- **Your instructions**
Quote word for word the part of the Taipei Assassins text that opens with the words containing "Shortly after the" and closes with "the near future.".

- **Selected text**
Taipei Assassins participated in the Season 2 World Championship held from 4 to 13 October 2012 in Los Angeles. Of the five regional champions, four teams, including TPA, were given a free pass out of the group stage based on a random drawing. In the quarterfinals, TPA faced off against the Korean team NaJin Sword. Despite being underdogs after NaJin Sword's strong group stage showing, the Assassins were able to come out with a victory, winning both games dominantly. They advanced to the semifinals against heavy tournament favorites Moscow Five. Alex Ich's Evelynn play caught TPA off guard in the first contest and put Moscow Five one game up in the series, but TPA rallied and took the next two games to win, earning a spot in the grand finals opposite Azubu Frost. The Assassins once again dropped the first game in the set, but Frost folded under TPA's stellar coordination and relentless pressure throughout the next three games. TPA beat the Korean squad three games to one, securing the championship title and taking home the one million dollar grand prize. Riot later released a set of TPA-themed skins for each of the champions they played in Game Four of the Finals.

Shortly after the conclusion of Season 2, TPA announced the addition of two more players onto their roster. "Zonda" was brought in as a substitute for top lane while GoDJJ joined as a second AD player; the changes suggested the formation of a second squad under the organization in the near future.

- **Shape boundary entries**
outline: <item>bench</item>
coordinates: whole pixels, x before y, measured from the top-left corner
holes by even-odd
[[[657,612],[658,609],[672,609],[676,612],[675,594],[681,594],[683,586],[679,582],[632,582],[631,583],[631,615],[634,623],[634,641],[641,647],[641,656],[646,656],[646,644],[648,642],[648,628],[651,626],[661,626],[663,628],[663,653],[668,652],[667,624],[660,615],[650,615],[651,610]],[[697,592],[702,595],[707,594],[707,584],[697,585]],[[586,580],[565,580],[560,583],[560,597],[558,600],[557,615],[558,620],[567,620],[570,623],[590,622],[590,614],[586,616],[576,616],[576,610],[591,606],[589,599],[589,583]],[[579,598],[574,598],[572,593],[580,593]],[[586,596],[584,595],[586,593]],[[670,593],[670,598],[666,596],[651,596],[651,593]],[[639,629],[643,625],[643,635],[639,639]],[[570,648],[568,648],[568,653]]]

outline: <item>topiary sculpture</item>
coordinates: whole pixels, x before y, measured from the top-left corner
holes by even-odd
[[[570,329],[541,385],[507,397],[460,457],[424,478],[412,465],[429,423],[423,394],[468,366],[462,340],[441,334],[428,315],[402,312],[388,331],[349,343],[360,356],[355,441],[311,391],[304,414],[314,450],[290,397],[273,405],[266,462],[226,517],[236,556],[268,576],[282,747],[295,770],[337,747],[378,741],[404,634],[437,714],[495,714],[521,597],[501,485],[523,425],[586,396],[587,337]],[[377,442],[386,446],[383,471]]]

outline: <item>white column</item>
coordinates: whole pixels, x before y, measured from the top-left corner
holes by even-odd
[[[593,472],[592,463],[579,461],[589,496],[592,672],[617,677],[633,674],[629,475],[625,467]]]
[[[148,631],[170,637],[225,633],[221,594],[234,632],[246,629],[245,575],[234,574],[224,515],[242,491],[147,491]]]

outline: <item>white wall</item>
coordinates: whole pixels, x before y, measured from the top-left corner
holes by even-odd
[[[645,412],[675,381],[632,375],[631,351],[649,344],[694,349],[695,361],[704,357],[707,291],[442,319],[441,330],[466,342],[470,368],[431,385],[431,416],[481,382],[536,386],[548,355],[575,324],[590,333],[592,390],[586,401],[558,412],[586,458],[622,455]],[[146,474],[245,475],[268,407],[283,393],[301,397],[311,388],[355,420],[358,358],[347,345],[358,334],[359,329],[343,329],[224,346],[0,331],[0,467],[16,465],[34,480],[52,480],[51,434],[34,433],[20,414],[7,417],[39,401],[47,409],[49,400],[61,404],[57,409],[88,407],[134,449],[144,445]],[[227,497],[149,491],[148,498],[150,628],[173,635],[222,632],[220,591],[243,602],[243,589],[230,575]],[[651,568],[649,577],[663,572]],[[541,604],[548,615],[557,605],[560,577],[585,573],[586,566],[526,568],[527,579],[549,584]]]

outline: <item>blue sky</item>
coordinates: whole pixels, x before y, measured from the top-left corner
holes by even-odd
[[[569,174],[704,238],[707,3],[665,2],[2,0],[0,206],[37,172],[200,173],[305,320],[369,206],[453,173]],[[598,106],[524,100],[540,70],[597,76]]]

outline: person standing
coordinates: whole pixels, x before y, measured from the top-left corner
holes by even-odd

- **Answer for the task**
Shortly after the conclusion of Season 2, TPA announced the addition of two more players onto their roster. "Zonda" was brought in as a substitute for top lane while GoDJJ joined as a second AD player; the changes suggested the formation of a second squad under the organization in the near future.